* [Enunciado del problema]: Reproduce íntegramente y sin ningún cambio el texto sobre los poderes de guerra del Poder Ejecutivo.

* [Texto]:
- - - - -

Que, como se dijo en el primer considerando, el P.
E. decidió por acto propio y exclusivo tomar posesión de todos los bienes de la
sociedad actora -a la cual había retirado la personería jurídica- y proceder a
la liquidación mediante los órganos creados por el mismo a ese efecto,
excluyendo a los representantes legales de la sociedad y a toda forma de intervención
judicial. La medida y el modo de ejecutarla habrían obedecido a que estos
bienes estaban al servicio de los países a los cuales la Argentina declaró la
guerra en un acto por el cual contrajo al mismo tiempo obligaciones de aliada
respecto a todas las demás naciones que la habían declarado con anterioridad.
Que los bienes a que se refiere el interdicto son
inmuebles situados en territorio nacional y colocados, en consecuencia, bajo el
orden jurídico del país.
Que se trata de saber si los poderes de guerra
comprenden con respecto al Poder Ejecutivo, la facultad no sólo de incautarse
de ellos en cuanto lo requiere la conducción de la guerra, sino también la de
convertir ese secuestro en apropiación definitiva, por sí y con exclusión, de
la justicia, en oportunidad de la liquidación de los efectos o consecuencias de
esta última.

- - - - -

Entradas de señalamiento de objetos etiquetados

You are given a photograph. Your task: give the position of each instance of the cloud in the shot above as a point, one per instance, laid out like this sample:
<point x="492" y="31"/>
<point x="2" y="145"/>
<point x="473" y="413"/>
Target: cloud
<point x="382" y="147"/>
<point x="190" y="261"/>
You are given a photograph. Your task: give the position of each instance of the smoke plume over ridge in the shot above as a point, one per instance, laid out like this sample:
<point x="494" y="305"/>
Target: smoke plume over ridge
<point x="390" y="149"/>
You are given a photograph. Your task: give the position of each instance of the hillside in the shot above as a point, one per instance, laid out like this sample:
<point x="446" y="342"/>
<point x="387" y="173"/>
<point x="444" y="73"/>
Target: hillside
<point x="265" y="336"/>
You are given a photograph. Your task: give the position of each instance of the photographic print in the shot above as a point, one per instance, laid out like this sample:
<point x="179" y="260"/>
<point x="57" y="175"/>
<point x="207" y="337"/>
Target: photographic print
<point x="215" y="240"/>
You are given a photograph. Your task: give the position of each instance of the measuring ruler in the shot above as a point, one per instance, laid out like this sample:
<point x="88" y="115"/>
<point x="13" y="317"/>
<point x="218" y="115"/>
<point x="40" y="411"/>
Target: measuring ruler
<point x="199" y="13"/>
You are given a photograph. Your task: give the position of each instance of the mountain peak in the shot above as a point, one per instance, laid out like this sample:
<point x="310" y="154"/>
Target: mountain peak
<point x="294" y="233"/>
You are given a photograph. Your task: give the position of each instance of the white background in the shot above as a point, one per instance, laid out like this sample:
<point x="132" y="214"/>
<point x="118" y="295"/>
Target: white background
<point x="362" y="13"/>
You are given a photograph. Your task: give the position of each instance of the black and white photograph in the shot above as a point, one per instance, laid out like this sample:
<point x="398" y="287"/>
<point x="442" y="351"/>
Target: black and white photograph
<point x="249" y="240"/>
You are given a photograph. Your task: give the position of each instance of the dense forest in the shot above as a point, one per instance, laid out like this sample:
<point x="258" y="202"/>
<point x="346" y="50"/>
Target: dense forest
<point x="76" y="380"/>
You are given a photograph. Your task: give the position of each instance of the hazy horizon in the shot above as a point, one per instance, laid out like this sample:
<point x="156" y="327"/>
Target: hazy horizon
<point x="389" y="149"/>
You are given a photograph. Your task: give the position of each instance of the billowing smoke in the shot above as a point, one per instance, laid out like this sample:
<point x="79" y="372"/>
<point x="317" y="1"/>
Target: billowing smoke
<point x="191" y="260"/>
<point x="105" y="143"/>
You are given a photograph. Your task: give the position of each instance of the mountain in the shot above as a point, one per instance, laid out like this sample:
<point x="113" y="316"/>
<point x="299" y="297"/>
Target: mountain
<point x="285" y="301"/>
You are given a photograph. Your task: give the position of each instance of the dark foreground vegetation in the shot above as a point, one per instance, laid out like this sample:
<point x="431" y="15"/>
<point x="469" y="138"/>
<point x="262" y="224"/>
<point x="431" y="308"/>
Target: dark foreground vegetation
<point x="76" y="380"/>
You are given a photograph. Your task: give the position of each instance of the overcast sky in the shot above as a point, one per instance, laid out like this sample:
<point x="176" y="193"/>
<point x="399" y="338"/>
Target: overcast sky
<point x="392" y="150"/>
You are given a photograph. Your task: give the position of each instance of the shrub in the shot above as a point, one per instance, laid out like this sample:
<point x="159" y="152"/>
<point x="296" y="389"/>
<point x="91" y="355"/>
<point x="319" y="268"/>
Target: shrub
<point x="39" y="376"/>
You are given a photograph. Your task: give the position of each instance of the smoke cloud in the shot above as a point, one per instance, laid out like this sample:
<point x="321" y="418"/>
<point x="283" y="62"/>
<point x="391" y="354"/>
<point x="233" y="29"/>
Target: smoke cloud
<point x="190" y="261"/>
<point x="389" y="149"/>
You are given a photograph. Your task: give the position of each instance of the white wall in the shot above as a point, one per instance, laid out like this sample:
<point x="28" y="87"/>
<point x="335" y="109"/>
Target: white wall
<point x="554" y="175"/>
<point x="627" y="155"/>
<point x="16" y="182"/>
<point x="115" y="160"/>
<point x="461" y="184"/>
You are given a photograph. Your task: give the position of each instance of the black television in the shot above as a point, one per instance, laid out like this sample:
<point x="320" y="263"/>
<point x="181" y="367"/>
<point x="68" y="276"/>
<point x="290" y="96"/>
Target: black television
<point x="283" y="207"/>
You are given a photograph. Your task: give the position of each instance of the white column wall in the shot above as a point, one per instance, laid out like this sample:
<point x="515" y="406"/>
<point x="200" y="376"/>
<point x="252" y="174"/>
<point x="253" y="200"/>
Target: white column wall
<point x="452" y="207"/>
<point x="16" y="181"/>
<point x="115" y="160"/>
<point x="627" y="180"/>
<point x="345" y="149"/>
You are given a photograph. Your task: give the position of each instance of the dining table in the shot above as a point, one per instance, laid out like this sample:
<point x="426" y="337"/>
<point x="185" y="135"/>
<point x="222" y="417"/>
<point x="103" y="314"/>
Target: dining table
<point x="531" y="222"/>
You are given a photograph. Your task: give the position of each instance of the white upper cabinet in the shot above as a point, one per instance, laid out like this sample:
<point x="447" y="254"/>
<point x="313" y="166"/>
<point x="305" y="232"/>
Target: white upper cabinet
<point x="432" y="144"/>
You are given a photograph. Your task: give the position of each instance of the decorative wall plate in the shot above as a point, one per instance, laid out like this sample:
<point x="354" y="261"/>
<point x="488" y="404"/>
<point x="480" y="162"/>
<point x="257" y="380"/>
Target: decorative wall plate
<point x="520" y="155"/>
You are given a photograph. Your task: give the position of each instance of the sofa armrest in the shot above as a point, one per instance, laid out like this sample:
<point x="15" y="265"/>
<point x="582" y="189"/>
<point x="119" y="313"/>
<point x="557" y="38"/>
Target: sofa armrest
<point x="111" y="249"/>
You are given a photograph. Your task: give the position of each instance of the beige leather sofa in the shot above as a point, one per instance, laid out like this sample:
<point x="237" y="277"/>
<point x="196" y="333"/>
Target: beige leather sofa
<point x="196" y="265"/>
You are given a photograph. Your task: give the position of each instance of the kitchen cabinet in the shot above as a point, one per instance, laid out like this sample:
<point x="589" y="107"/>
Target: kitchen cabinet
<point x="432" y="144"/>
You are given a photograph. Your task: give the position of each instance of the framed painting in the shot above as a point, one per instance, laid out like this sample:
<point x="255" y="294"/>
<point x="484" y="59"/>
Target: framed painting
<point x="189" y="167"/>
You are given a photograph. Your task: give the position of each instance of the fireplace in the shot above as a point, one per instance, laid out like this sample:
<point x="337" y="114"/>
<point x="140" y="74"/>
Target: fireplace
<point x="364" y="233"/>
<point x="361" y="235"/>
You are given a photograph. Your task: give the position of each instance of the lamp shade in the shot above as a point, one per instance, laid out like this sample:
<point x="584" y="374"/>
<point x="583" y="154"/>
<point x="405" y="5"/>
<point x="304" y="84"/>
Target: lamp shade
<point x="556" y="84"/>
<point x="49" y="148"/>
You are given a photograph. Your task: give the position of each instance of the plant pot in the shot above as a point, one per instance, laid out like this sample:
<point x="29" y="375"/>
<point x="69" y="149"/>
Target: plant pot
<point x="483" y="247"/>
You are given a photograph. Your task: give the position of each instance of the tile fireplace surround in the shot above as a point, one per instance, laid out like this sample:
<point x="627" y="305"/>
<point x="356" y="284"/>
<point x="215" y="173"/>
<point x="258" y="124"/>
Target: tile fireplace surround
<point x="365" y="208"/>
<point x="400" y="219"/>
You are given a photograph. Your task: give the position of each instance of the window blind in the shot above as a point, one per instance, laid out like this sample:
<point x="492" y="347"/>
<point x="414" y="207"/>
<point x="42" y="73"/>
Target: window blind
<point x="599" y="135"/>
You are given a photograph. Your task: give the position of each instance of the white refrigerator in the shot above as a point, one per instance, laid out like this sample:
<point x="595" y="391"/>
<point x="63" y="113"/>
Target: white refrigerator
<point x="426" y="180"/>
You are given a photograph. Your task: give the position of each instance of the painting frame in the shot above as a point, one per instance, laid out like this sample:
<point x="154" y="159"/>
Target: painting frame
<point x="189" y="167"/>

- - - - -

* [Salida completa]:
Que, como se dijo en el primer considerando, el P.
E. decidió por acto propio y exclusivo tomar posesión de todos los bienes de la
sociedad actora -a la cual había retirado la personería jurídica- y proceder a
la liquidación mediante los órganos creados por el mismo a ese efecto,
excluyendo a los representantes legales de la sociedad y a toda forma de intervención
judicial. La medida y el modo de ejecutarla habrían obedecido a que estos
bienes estaban al servicio de los países a los cuales la Argentina declaró la
guerra en un acto por el cual contrajo al mismo tiempo obligaciones de aliada
respecto a todas las demás naciones que la habían declarado con anterioridad.
Que los bienes a que se refiere el interdicto son
inmuebles situados en territorio nacional y colocados, en consecuencia, bajo el
orden jurídico del país.
Que se trata de saber si los poderes de guerra
comprenden con respecto al Poder Ejecutivo, la facultad no sólo de incautarse
de ellos en cuanto lo requiere la conducción de la guerra, sino también la de
convertir ese secuestro en apropiación definitiva, por sí y con exclusión, de
la justicia, en oportunidad de la liquidación de los efectos o consecuencias de
esta última.